Text shown:

*****

Sure, but that specifies the machine where Tomcat is running. I could
specify different hosts for different workers if I want multiple instances
of Tomcat running on different machines. I have one instance of Tomcat on
one machine and one instance of IIS on another. However, two virtual
hosts/web sites under IIS each of which need access to one and only one
webapp on the single Tomcat instance.

   Nathan

- Original Message -
From: John Turner [EMAIL PROTECTED]
To: Tomcat Users List [EMAIL PROTECTED]
Sent: Friday, July 25, 2003 10:47 AM
Subject: Re: Logfile for isapi_redirector2.dll?



 uriworkermap.properties doesn't take a hostname?

 John

 Nathan Ward wrote:

  I believe that is the same thing I'm trying to do (did) with IIS and
Tomcat.
  I don't believe it is a bug. It is just the way the isapi_redirector.dll
is
  written. Windows registry settings specifies where _the_
workers.properties
  file is located as well as where the uriworkermap.properties is located.

*****

Material provided:
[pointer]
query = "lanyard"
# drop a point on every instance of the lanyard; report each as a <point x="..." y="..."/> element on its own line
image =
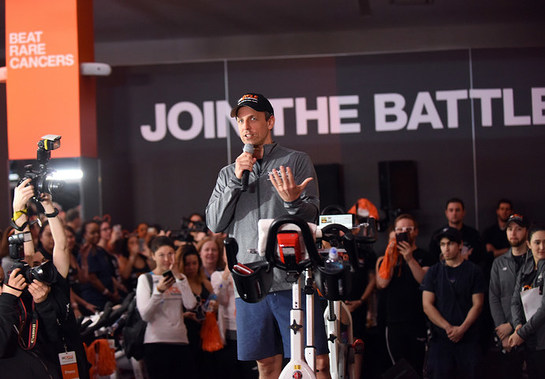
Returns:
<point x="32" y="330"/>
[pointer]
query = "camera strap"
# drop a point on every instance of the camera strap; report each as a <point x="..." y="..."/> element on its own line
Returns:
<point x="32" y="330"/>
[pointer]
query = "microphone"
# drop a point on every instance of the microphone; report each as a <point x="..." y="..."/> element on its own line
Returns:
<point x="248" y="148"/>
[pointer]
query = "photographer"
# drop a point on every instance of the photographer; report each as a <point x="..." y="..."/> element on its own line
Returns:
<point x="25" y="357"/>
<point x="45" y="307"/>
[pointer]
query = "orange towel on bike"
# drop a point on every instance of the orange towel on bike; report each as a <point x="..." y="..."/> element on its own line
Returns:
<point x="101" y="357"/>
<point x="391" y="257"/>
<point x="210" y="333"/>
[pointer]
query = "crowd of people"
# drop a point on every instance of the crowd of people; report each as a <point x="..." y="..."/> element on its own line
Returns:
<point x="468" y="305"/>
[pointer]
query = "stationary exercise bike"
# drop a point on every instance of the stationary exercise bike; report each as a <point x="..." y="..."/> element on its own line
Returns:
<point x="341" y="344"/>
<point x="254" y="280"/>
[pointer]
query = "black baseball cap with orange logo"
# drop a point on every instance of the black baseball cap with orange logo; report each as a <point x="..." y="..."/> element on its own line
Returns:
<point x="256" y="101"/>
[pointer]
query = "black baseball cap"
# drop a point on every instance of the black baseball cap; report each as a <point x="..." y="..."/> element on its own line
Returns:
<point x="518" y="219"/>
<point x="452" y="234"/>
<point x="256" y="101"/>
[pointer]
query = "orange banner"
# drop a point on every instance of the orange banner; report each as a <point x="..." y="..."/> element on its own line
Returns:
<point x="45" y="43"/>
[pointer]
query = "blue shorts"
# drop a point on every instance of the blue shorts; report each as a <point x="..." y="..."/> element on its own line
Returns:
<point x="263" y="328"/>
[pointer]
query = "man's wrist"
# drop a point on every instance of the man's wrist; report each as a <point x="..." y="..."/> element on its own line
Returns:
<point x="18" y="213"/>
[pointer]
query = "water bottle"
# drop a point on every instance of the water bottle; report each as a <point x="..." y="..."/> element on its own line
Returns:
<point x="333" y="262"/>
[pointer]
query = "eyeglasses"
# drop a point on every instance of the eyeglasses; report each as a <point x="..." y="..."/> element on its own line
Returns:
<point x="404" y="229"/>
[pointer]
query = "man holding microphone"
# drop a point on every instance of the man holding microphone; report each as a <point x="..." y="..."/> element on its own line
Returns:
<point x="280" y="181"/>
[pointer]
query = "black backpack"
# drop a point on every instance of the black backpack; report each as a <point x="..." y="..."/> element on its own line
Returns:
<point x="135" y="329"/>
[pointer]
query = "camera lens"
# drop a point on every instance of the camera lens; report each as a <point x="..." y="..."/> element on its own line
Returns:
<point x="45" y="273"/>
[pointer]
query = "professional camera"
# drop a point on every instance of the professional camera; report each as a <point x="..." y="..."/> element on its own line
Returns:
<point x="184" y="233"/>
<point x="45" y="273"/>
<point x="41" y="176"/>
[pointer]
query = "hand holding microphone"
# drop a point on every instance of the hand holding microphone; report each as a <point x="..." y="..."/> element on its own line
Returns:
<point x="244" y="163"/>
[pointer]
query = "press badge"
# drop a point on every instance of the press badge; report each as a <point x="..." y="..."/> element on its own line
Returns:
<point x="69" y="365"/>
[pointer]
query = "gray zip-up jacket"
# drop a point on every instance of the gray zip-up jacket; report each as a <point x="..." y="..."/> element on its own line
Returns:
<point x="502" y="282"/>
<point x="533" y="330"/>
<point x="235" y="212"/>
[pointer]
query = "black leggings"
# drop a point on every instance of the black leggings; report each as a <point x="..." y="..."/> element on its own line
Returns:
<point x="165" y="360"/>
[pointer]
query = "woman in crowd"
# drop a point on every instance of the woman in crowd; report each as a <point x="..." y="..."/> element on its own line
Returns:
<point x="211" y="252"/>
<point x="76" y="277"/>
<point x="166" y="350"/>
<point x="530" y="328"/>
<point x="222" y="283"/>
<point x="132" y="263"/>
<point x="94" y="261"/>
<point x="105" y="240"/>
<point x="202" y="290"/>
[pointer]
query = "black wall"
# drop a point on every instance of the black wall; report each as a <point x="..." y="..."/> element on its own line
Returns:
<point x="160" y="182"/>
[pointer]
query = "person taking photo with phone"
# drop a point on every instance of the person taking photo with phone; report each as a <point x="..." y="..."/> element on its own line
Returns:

*****

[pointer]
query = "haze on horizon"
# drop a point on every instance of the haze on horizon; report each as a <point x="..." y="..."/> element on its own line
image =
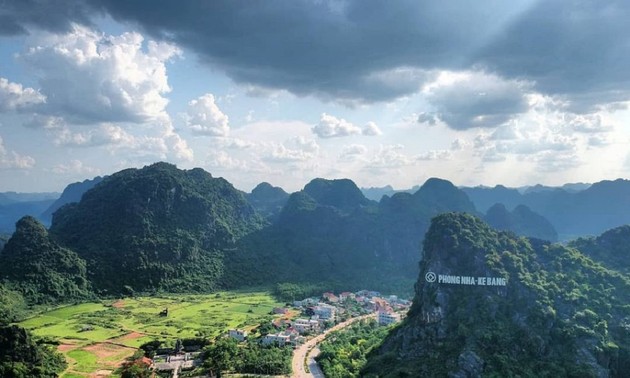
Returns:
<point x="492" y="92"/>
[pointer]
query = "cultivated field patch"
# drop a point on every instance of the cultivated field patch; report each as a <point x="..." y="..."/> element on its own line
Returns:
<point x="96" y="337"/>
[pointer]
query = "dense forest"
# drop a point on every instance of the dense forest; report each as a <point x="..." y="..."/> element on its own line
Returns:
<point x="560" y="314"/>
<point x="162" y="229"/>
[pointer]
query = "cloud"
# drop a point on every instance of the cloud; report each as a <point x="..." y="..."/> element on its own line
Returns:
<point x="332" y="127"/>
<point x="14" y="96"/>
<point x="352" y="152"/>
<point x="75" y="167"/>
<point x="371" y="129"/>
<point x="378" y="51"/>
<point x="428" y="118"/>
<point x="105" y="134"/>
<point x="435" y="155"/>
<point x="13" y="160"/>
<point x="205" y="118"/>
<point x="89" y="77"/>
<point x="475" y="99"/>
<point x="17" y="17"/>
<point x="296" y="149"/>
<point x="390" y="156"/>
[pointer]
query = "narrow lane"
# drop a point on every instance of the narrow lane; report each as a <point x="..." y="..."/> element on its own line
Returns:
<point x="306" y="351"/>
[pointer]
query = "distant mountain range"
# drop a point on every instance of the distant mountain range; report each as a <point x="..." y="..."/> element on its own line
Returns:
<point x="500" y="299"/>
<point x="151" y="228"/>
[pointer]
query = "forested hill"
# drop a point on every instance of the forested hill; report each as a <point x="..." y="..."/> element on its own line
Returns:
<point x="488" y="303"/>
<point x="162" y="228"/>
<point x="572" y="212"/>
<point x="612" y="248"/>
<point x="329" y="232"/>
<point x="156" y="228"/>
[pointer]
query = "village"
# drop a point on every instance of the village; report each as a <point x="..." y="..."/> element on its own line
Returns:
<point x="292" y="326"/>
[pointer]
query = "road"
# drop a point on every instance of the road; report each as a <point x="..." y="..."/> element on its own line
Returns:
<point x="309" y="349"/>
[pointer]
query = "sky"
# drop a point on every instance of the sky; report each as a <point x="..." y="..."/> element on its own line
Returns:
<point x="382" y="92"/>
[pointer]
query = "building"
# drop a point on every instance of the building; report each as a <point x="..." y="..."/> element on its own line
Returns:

*****

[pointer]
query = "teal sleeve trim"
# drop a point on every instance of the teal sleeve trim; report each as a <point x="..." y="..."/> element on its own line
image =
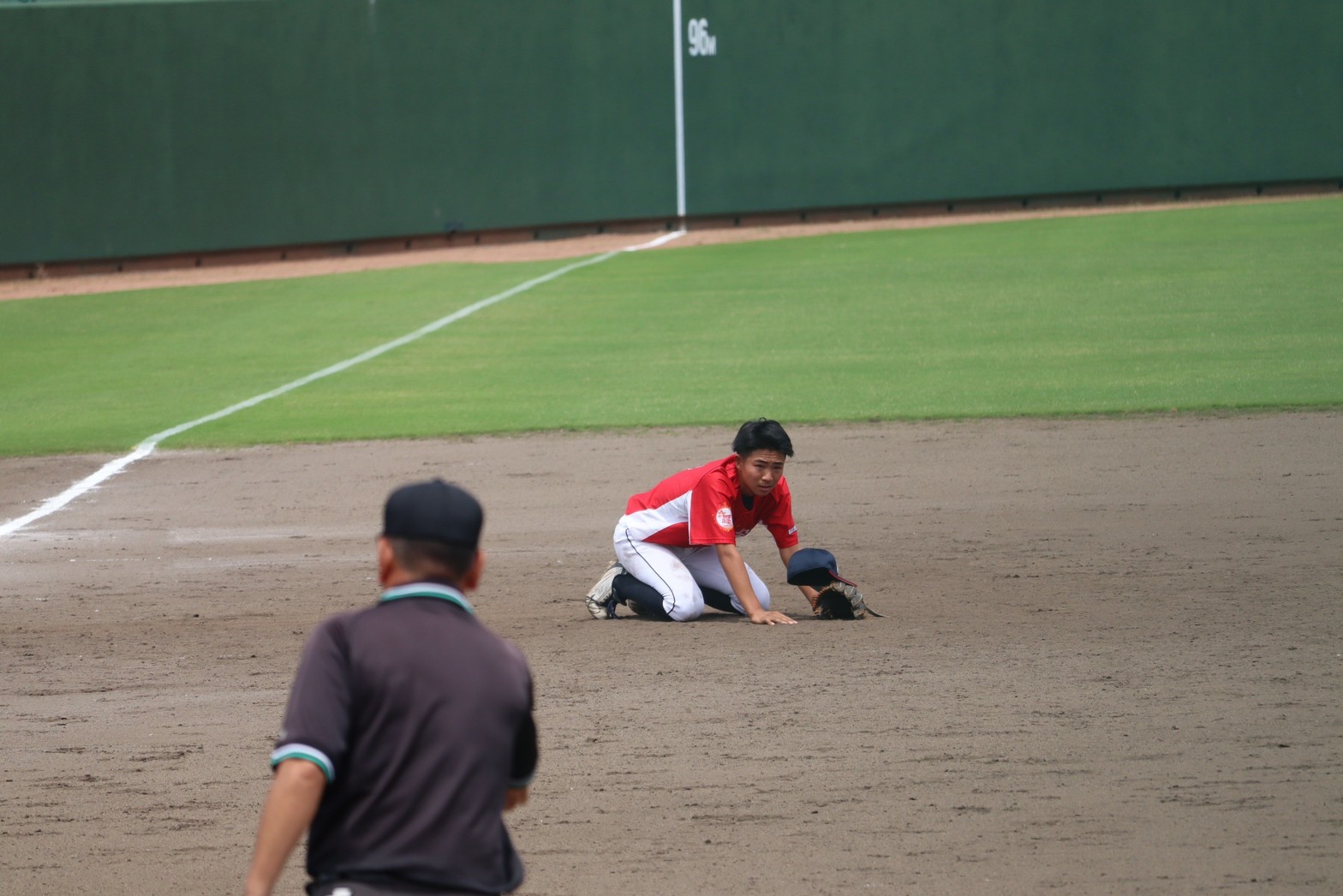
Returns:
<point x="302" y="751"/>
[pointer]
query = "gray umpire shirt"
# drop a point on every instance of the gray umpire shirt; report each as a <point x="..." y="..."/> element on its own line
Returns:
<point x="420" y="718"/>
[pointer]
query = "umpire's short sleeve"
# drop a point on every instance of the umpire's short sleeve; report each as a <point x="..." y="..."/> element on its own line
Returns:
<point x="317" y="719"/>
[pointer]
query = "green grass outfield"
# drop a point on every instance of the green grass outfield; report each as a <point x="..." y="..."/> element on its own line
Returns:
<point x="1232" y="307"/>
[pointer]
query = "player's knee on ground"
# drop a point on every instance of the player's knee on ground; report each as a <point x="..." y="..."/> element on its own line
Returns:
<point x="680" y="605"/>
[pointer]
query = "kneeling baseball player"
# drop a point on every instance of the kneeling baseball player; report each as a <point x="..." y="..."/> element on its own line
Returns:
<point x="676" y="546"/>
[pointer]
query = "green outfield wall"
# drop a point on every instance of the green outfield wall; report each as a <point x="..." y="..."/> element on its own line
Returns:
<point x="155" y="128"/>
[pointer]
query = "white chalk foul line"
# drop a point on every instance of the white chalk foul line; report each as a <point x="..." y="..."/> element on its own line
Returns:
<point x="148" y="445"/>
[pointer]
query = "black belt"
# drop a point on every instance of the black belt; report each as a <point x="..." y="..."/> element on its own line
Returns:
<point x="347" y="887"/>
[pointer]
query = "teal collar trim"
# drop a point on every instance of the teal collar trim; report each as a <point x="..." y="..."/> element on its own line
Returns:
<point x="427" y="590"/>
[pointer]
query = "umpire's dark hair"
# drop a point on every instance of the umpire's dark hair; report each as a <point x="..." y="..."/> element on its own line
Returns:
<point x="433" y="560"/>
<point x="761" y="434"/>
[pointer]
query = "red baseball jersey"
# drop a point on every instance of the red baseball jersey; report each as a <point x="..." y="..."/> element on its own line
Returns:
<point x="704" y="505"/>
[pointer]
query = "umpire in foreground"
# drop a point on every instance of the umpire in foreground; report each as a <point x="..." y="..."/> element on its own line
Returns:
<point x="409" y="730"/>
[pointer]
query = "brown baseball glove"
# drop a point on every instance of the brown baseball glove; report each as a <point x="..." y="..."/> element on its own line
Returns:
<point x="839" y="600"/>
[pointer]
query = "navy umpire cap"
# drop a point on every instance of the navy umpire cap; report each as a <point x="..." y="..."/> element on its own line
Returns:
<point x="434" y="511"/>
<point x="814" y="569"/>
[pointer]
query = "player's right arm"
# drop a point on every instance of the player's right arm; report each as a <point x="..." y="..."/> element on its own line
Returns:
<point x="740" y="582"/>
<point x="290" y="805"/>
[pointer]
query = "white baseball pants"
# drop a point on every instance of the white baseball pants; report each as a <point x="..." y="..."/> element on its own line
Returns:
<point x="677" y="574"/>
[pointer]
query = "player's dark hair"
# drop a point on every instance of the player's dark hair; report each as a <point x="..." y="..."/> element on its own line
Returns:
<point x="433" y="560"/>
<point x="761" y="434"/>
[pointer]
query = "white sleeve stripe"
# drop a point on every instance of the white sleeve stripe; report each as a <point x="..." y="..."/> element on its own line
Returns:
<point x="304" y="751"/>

*****

Exercise goal: Render this sentence from the message about Tomcat and IIS in Spanish: "I have one instance of Tomcat on one machine and one instance of IIS on another."

Solution for this problem: Tengo una instancia de Tomcat en una máquina y una instancia de IIS en otra.